Task instructions:
The records need to be set down again exactly as they appear.

Natural language region descriptions
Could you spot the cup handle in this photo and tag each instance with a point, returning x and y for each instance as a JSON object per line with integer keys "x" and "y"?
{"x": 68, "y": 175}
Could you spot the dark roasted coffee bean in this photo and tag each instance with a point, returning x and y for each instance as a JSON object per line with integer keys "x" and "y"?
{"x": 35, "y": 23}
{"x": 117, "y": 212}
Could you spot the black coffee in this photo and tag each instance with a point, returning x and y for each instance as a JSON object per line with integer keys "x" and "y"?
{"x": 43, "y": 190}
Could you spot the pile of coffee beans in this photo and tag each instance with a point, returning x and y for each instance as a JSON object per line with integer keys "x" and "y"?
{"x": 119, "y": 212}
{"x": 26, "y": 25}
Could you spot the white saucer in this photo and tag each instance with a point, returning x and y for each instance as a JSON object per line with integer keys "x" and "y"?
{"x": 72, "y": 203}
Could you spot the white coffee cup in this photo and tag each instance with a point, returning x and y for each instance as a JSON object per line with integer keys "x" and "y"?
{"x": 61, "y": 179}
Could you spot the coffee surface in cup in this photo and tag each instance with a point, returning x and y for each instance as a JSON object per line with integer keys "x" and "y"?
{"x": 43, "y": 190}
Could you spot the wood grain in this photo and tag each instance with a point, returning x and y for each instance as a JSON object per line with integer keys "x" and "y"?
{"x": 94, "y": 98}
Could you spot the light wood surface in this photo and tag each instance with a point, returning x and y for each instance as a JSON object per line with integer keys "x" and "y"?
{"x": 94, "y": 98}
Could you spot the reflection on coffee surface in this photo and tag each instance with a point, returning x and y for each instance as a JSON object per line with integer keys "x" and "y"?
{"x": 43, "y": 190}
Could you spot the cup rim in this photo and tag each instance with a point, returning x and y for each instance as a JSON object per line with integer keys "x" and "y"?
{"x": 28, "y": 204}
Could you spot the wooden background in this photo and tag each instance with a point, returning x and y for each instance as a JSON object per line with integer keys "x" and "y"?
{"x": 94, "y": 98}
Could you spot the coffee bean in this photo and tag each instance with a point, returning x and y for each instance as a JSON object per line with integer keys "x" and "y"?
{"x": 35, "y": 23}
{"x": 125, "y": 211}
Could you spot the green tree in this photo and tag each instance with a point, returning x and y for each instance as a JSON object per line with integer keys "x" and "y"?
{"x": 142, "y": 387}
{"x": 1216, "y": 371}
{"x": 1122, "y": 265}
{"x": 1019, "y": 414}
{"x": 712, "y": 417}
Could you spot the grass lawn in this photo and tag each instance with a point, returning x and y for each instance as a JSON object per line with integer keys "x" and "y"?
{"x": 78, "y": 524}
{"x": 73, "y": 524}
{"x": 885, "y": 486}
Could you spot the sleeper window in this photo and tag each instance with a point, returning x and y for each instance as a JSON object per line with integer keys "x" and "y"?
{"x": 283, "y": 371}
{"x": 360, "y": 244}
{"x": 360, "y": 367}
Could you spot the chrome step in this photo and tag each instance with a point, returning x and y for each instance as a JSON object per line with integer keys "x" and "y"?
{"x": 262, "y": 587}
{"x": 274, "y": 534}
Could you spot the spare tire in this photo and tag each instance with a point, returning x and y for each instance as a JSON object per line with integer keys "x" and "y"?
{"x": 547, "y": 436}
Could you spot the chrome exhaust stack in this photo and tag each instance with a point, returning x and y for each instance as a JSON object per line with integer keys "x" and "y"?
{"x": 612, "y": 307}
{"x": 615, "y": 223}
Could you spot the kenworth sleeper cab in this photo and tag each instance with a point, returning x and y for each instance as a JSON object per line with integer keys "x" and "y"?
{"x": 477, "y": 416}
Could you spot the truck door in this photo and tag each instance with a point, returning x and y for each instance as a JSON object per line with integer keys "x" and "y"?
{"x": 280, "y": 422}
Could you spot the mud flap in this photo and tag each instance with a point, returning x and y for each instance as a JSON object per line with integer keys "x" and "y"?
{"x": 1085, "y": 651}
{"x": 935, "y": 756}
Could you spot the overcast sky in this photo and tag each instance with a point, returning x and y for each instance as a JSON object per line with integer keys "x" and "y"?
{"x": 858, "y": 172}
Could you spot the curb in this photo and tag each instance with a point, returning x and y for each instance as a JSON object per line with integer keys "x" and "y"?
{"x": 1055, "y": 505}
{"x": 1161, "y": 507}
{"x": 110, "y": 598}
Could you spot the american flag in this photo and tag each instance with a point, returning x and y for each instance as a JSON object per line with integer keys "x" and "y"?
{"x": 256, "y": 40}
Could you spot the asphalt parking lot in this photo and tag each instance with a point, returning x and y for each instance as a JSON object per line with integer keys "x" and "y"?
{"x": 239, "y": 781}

Written reply:
Could you spot the cup handle in this photo and tag each instance with a point, returning x and y for each instance as a JSON object per line with integer keys "x" and "y"?
{"x": 68, "y": 175}
Could you spot the dark roasted coffee bean in this photo and tag each instance with a point, returning x and y for each instance as a JSON object per line with integer keys "x" and "y"?
{"x": 35, "y": 23}
{"x": 117, "y": 212}
Could you spot the black coffee in this photo and tag each instance with a point, returning x and y for each instance as a JSON object per line with integer keys "x" and "y"?
{"x": 43, "y": 190}
Could you spot the pile of coffee beans in this photo and tag each instance with a point, returning x and y for each instance as a JSON object per line with integer keys "x" and "y"?
{"x": 119, "y": 212}
{"x": 26, "y": 25}
Could you spot the white saucer in this photo and tag each instance with a point, returning x and y for each instance as a JSON object per line with integer keys "x" and "y"?
{"x": 72, "y": 203}
Could you spot the white coffee cup in this photo and tag each instance with a point, returning x and y for each instance as a JSON object per line with integer keys "x" and "y"?
{"x": 61, "y": 179}
Could you spot the coffee surface in cup in this photo and tag each instance with a point, returning x and y for each instance as a JSON object per line with integer keys "x" and "y"?
{"x": 43, "y": 190}
Could you spot the wood grain in this photo and tag each instance with a point, returning x and y for each instance as a JSON object per line with integer keys "x" and "y"?
{"x": 94, "y": 98}
Could you spot the light wood surface in this photo and tag each instance with a point, returning x and y for each instance as a JSON object per line with integer keys "x" and "y"?
{"x": 94, "y": 98}
Could you spot the reflection on coffee surface in this photo and tag each instance with a point, returning x and y for each instance as a JSON object per line with integer keys "x" and "y"?
{"x": 43, "y": 190}
Could you spot the cup rim in this photo and tag each instance with a point, returning x and y for each instance as a JSON object per line with integer keys "x" and "y"?
{"x": 28, "y": 204}
Could you spot the wooden background in this photo and tag each instance with a point, returning x and y for each instance as a JSON object per line with integer keys "x" and "y"?
{"x": 94, "y": 98}
Could you spot the coffee bean in this photo and tag each instance with a point, returning x and y for each instance as a JSON object per line with integer keys "x" and "y"?
{"x": 35, "y": 23}
{"x": 125, "y": 211}
Could you spot the green tree in this photo and tag each instance with a point, returning x and y for each instance as a JSON object per line with integer keys "x" and "y"?
{"x": 142, "y": 387}
{"x": 1216, "y": 371}
{"x": 1122, "y": 265}
{"x": 1019, "y": 414}
{"x": 712, "y": 417}
Could you spot the grass lawn in this photo and tag each instance with a point, returning x and y for each instance as a JSON object per line with integer keys "x" and "y"?
{"x": 78, "y": 524}
{"x": 73, "y": 524}
{"x": 885, "y": 486}
Could you spot the sleeper window in this photo and tag each instance with a point, returning x and y for each instance as a JSON object per line with integer keys "x" and "y"?
{"x": 283, "y": 371}
{"x": 360, "y": 244}
{"x": 360, "y": 367}
Could you spot the chrome step in this photo and tag each instance with a point, returning x and y for each instance as a JSON object per line with integer keys "x" and "y"?
{"x": 262, "y": 587}
{"x": 274, "y": 534}
Could you spot the spare tire in this photo and tag each instance with a point, returning x and y for each instance as a JSON object per line with integer keys "x" and "y"?
{"x": 547, "y": 436}
Could you spot the chrome exhaust stack in this photo and tag each instance with a point, returning x and y for each instance as a JSON object per line with integer keys "x" and "y"?
{"x": 612, "y": 307}
{"x": 615, "y": 223}
Could you spot the kenworth sleeper cab in this photo and tag each instance with a point, returning x and y for each instance as a JSON object per line with integer keys "x" and "y"?
{"x": 477, "y": 416}
Could you spot the truck door in this photo and tag each instance with a point, returning x and y for each instance as a JSON object per line with integer keys "x" and "y"?
{"x": 280, "y": 422}
Could you spot the mud flap in this photo and tag each instance with a point, returning x and y for each instance as a JSON object per line with integer keys "x" and "y"?
{"x": 1085, "y": 651}
{"x": 935, "y": 756}
Could you spot the overcast sky in this photo and tag each instance with a point, returning x and y for each instance as a JSON object per line with integer keys "x" and "y"?
{"x": 858, "y": 172}
Could you spot the curb in this photo and tag each instance with a point, returning x and y for each instance as a JSON object per line with integer keys "x" and "y"?
{"x": 1055, "y": 505}
{"x": 1161, "y": 507}
{"x": 110, "y": 598}
Could you spot the american flag in this photo and tag each instance with a point, returning x and y for each instance as a JSON object per line with integer keys "x" and "y"?
{"x": 256, "y": 40}
Could you spot the asphalt parking lot in this photo and tag each instance with a point, returning x and y for each instance as a JSON object per line with integer keys "x" and "y"?
{"x": 239, "y": 781}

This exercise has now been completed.